**Source records**
=-=-=
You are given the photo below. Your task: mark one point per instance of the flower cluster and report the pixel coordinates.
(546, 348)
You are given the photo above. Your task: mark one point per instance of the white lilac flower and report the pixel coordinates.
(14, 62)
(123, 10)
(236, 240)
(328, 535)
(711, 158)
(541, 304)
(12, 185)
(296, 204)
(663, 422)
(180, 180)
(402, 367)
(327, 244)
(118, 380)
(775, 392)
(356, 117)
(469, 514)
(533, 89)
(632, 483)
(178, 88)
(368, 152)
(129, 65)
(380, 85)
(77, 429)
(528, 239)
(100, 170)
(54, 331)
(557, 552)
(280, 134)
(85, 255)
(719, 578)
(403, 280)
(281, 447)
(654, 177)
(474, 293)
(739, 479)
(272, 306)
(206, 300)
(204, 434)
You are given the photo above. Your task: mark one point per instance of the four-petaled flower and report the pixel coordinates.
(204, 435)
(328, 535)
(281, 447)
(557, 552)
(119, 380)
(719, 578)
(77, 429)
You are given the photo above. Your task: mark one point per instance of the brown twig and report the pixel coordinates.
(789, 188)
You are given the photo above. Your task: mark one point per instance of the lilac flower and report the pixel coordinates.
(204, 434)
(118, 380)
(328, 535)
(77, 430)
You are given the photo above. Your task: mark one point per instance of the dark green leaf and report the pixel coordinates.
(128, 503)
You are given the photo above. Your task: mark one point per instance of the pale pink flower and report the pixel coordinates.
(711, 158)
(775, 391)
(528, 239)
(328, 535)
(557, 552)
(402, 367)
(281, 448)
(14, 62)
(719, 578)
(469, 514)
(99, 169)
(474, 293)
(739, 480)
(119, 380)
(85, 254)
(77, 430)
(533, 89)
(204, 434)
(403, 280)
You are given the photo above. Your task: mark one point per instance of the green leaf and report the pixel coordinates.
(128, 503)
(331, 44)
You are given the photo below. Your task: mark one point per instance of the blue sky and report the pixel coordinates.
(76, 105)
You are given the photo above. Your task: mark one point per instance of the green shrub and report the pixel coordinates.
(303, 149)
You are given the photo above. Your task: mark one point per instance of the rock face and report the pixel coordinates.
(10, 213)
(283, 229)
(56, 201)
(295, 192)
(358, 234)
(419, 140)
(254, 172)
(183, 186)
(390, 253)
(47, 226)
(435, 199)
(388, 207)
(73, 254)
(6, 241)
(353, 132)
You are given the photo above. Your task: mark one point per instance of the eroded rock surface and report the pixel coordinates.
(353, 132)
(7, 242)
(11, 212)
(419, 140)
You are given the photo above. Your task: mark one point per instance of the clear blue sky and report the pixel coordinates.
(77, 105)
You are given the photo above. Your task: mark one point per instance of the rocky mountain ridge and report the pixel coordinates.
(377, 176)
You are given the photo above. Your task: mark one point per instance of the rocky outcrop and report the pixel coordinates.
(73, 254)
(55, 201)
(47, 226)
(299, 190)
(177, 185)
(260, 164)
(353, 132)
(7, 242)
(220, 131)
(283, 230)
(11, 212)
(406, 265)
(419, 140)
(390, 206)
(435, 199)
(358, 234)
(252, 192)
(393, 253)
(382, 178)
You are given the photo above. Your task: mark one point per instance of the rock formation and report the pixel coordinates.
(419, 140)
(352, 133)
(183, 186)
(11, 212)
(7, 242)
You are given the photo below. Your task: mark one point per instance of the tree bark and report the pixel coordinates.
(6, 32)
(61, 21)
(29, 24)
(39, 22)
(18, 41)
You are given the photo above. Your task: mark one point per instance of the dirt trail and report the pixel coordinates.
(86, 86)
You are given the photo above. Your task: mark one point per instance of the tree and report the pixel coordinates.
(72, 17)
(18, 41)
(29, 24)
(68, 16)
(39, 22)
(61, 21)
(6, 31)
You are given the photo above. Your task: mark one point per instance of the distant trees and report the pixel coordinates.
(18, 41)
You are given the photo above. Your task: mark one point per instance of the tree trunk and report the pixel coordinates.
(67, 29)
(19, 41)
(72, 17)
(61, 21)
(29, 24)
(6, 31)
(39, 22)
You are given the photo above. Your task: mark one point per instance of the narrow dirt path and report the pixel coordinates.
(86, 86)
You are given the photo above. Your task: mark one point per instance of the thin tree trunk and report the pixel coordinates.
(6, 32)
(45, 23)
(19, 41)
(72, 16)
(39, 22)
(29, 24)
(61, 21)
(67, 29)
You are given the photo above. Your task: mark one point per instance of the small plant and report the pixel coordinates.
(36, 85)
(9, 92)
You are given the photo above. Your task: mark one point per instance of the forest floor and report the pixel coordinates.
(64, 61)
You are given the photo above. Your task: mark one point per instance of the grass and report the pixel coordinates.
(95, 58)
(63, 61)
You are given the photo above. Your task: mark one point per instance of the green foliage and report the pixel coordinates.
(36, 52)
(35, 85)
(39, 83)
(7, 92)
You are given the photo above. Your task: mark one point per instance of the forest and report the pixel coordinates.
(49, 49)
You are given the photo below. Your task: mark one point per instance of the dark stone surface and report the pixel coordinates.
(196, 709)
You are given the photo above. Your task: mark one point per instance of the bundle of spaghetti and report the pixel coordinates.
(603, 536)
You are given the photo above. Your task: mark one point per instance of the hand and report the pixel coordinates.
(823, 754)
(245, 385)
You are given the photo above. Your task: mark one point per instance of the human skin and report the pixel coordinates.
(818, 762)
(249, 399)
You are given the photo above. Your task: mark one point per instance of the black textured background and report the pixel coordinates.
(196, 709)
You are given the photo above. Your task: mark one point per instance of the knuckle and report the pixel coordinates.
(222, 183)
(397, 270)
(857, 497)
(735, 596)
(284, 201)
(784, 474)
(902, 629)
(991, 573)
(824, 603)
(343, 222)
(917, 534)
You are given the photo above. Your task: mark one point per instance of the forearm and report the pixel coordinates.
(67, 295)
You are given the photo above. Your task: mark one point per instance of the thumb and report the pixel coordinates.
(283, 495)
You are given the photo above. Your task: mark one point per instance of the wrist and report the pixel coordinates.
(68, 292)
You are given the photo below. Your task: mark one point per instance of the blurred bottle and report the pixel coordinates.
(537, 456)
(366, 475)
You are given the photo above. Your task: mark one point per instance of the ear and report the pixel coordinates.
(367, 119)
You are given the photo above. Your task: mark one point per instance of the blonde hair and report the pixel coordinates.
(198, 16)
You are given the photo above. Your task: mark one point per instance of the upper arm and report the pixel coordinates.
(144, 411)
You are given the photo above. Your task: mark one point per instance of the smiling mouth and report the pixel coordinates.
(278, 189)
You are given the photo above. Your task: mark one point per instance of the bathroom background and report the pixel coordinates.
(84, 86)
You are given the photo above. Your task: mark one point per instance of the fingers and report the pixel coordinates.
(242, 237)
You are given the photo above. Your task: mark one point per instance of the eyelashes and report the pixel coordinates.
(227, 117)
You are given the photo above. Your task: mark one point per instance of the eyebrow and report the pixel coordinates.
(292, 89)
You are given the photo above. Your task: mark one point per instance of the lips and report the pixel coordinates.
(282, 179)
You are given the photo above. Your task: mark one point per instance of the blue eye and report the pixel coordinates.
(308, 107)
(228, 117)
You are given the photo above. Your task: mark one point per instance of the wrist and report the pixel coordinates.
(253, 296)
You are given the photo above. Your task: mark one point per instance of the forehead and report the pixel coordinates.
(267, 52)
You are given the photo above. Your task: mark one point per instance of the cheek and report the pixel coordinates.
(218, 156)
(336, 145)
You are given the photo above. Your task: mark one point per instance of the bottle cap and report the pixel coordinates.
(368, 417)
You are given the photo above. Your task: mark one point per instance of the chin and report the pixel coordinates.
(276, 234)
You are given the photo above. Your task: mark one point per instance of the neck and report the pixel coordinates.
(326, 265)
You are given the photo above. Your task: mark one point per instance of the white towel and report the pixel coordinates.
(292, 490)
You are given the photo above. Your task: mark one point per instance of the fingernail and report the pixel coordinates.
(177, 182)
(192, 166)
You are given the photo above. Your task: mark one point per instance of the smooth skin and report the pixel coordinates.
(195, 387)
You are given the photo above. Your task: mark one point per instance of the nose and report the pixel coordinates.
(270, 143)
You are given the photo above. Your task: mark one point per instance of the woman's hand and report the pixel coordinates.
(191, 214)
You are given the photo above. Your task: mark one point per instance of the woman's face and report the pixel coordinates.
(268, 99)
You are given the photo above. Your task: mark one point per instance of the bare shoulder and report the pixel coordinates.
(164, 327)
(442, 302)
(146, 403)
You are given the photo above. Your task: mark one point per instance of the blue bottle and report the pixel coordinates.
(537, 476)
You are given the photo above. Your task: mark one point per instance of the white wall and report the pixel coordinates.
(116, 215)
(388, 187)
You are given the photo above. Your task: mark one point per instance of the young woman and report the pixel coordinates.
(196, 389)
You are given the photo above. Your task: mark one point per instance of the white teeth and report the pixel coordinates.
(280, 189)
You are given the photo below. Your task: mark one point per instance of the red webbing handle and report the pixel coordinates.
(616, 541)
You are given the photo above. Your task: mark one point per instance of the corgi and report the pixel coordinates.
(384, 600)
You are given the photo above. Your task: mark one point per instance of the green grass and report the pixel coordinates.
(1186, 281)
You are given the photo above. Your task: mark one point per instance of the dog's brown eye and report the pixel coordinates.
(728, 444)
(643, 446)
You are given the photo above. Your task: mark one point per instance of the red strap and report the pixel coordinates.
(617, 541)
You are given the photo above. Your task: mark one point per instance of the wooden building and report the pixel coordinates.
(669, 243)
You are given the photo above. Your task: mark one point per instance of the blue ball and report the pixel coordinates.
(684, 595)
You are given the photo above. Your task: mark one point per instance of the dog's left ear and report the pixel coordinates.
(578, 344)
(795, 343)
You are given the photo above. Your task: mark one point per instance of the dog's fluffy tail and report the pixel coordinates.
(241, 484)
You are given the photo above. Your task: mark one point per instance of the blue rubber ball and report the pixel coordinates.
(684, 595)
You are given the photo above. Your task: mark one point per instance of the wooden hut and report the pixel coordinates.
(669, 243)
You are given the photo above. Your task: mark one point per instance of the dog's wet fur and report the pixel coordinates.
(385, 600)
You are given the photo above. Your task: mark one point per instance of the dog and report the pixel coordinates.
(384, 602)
=-=-=
**What you will do**
Exactly and only the lines from the line containing "fur and report the pixel coordinates." through the last line of the entries should be copied, both ends included.

**Task output**
You are given the photo above. Your task: mark one point per instance of the dog's wet fur and report the pixel coordinates.
(385, 600)
You are given the photo above. Your task: mark one point per instance of the dog and report the pixel coordinates.
(384, 602)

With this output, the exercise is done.